[DATASET ENTRIES — start]
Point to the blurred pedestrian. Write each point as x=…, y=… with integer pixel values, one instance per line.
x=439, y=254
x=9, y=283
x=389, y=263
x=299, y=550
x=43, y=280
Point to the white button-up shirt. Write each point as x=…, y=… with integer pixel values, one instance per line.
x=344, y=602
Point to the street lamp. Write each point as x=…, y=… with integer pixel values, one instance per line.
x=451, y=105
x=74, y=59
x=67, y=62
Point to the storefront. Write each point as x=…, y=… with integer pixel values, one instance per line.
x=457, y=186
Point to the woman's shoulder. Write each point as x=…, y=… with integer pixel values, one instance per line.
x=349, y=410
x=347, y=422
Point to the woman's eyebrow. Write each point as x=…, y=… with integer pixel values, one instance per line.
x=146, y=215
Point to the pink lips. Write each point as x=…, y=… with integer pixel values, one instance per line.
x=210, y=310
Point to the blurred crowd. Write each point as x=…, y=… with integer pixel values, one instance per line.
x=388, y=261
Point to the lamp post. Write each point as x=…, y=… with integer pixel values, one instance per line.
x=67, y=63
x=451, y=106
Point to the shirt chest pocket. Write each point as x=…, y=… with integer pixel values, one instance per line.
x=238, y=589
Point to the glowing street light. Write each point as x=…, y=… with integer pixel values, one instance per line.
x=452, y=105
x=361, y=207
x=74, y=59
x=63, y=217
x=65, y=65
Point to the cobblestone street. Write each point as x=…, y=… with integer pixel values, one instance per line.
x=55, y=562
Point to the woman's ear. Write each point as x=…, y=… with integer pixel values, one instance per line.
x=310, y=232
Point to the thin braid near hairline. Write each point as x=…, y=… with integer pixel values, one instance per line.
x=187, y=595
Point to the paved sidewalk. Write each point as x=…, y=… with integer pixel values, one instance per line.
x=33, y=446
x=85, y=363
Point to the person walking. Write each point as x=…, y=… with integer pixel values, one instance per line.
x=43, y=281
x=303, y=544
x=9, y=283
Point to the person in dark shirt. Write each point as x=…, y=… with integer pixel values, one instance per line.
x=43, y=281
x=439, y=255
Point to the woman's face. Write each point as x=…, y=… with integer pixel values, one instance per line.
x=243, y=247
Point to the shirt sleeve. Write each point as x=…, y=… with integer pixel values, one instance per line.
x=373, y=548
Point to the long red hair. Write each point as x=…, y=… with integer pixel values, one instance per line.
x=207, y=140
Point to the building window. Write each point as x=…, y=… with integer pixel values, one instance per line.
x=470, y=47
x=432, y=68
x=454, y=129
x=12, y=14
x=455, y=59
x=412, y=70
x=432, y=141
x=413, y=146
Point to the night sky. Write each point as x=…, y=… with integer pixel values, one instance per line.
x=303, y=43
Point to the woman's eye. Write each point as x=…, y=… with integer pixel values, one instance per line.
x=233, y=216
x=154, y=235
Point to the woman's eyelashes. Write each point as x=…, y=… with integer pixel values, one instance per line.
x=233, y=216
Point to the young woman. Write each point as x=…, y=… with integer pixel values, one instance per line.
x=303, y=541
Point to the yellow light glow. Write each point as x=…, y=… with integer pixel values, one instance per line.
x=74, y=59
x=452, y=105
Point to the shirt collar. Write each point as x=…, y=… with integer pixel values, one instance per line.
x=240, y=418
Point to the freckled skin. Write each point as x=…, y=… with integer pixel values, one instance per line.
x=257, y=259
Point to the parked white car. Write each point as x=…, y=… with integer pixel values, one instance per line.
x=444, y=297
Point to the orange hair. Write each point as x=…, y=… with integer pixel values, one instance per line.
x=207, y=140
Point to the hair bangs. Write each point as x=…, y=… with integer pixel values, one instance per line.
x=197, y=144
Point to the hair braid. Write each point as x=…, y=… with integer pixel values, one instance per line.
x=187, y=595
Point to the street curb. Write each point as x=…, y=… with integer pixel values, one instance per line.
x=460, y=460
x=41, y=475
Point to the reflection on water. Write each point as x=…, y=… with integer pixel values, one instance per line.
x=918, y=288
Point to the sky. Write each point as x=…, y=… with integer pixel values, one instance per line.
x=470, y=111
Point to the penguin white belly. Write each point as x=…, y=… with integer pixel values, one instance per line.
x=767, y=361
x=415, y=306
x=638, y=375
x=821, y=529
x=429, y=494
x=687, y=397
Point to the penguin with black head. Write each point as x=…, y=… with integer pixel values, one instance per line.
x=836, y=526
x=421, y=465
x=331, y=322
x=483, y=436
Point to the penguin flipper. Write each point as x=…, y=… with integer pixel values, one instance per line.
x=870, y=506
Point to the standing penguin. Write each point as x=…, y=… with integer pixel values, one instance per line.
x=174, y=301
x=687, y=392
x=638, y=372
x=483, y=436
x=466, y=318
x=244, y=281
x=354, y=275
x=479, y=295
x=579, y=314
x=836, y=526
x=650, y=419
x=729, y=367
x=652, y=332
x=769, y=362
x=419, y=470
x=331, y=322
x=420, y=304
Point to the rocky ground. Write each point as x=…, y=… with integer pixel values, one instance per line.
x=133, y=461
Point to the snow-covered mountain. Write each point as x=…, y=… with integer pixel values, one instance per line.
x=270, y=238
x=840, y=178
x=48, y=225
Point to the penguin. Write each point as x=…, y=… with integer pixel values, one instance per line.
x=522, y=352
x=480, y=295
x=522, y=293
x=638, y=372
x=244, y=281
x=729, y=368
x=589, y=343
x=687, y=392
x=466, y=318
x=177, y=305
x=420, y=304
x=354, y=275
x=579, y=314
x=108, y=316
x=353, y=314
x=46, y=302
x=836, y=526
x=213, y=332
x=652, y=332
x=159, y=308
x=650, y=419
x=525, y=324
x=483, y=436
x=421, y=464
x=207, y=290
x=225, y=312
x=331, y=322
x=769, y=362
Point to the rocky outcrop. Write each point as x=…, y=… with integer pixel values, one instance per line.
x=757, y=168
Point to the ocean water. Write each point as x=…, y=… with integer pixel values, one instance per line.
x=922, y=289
[DATASET ENTRIES — finish]
Return the full listing exactly as written.

Point to the blurred pedestrian. Write each point as x=…, y=… with integer pixel values, one instance per line.
x=439, y=254
x=9, y=283
x=389, y=263
x=299, y=550
x=43, y=280
Point to the white button-up shirt. Write each point as x=…, y=… with integer pixel values, one instance per line.
x=344, y=602
Point to the street lamp. Write each point as x=…, y=… with integer pixel values, one instance per line.
x=451, y=105
x=74, y=59
x=67, y=62
Point to the storefront. Write each point as x=…, y=… with integer pixel values, one instance per line.
x=457, y=186
Point to the woman's shoulder. Write each point as x=…, y=… with integer pixel values, one instance per line.
x=349, y=410
x=347, y=422
Point to the woman's eyebrow. Write each point as x=…, y=… with integer pixel values, one instance per line.
x=146, y=215
Point to the pink lips. Write each point as x=…, y=… with integer pixel values, one instance per line.
x=210, y=310
Point to the blurred crowd. Write each point as x=…, y=… with integer pixel values, one instance per line.
x=388, y=261
Point to the lamp post. Write each point as x=…, y=… with integer pixel values, one instance per line.
x=67, y=63
x=451, y=106
Point to the shirt chest pocket. Write each point as x=…, y=… with integer pixel values, one instance per line.
x=238, y=589
Point to the glowing street light. Write each point as x=…, y=… with integer pixel values, one instance per line.
x=452, y=105
x=361, y=207
x=74, y=59
x=63, y=217
x=65, y=65
Point to the cobblestone street. Write each point as x=…, y=… with integer pixel values, one instance per line.
x=55, y=562
Point to the woman's ear. Write each point as x=…, y=… with integer pixel values, one instance per line.
x=310, y=232
Point to the thin braid near hairline. Write each point as x=…, y=… with integer pixel values, one instance per line.
x=187, y=595
Point to the paved sidewalk. Write each point as x=…, y=… with integer pixel values, one instance per line.
x=33, y=446
x=85, y=363
Point to the person walking. Write each point as x=…, y=… with integer pixel values, one instance per line.
x=43, y=281
x=303, y=544
x=9, y=283
Point to the person in dark shirt. Write each point as x=…, y=… with integer pixel values, one instance per line.
x=43, y=281
x=439, y=255
Point to the woman's face. Write each point as x=…, y=… with integer pixel values, one instance per line.
x=243, y=247
Point to the shirt sleeve. Write each point as x=…, y=… with integer pixel values, one instance per line.
x=373, y=548
Point to the long red hair. Write each point as x=…, y=… with integer pixel values, one instance per line.
x=207, y=140
Point to the building window. Write each point as x=…, y=… with integer pixel values, one instance per line.
x=470, y=47
x=432, y=68
x=454, y=129
x=12, y=14
x=455, y=59
x=412, y=70
x=432, y=141
x=413, y=146
Point to the night sky. Write each point as x=…, y=… with integer pixel values, one instance per line.
x=303, y=43
Point to the woman's eye. Write each point as x=…, y=… with integer pixel values, one instance per line.
x=233, y=216
x=154, y=235
Point to the woman's eyelashes. Write each point as x=…, y=… with integer pixel values, one instance per line.
x=233, y=216
Point to the young woman. Write each point as x=…, y=… with integer pixel values, one instance per line.
x=303, y=541
Point to the yellow light glow. Write each point as x=…, y=… with integer pixel values, one instance per line.
x=74, y=59
x=452, y=105
Point to the shirt collar. Write each point as x=…, y=… with integer pixel values, one instance per line.
x=240, y=418
Point to the freckled skin. Write each point as x=…, y=… with integer pixel values, one instance per line.
x=257, y=259
Point to the parked white car. Write each point as x=…, y=… with integer pixel values, one instance per line.
x=444, y=297
Point to the orange hair. Write each point as x=…, y=… with integer pixel values, one instance per line.
x=207, y=140
Point to the hair bangs. Write each point as x=…, y=… with integer pixel values, one instance per line.
x=197, y=144
Point to the hair braid. Write each point as x=…, y=… with integer pixel values, one instance per line.
x=187, y=595
Point to the street curb. Write each point as x=…, y=… with integer pixel values, one instance per line.
x=460, y=460
x=41, y=475
Point to the reflection on water. Write each point as x=…, y=… with integer pixel values, one instance per line.
x=918, y=288
Point to the sky. Write each point as x=…, y=… with integer pixel values, one instance per line.
x=470, y=111
Point to the penguin white belly. Write each point as x=…, y=… with integer pixel values, one instance per line.
x=767, y=361
x=415, y=306
x=638, y=375
x=821, y=529
x=429, y=494
x=687, y=397
Point to the penguin with black head. Write each point as x=…, y=… with integer pixel values, one instance per line.
x=836, y=526
x=421, y=465
x=331, y=322
x=483, y=436
Point to the penguin flipper. Write each point as x=…, y=… with integer pixel values, one instance per line.
x=870, y=506
Point to the standing penguin. Write each point as x=…, y=… with integer pixel values, one instance per line.
x=174, y=301
x=687, y=392
x=638, y=372
x=483, y=436
x=466, y=318
x=244, y=281
x=354, y=275
x=479, y=295
x=579, y=314
x=836, y=526
x=650, y=419
x=729, y=367
x=652, y=332
x=769, y=362
x=419, y=470
x=331, y=322
x=420, y=304
Point to the rocky ground. Write each point as x=…, y=… with integer pixel values, one instance per line.
x=133, y=461
Point to the snow-covered mountain. Write each point as x=…, y=… with integer pixel values, one instance per line.
x=270, y=238
x=840, y=178
x=48, y=225
Point to the penguin. Write each point as x=…, y=… with integer pixel values, one instance per line.
x=522, y=352
x=480, y=295
x=522, y=293
x=638, y=372
x=244, y=281
x=729, y=368
x=589, y=343
x=687, y=392
x=466, y=318
x=177, y=305
x=420, y=304
x=354, y=275
x=579, y=314
x=108, y=316
x=353, y=314
x=46, y=302
x=836, y=526
x=213, y=332
x=652, y=332
x=159, y=308
x=650, y=419
x=525, y=324
x=483, y=436
x=421, y=464
x=207, y=290
x=225, y=312
x=331, y=322
x=769, y=362
Point to the rocky outcrop. Write each point as x=…, y=… with integer pixel values, one instance per line.
x=757, y=168
Point to the ocean water. Write each point as x=…, y=… with integer pixel values, one instance per line.
x=922, y=289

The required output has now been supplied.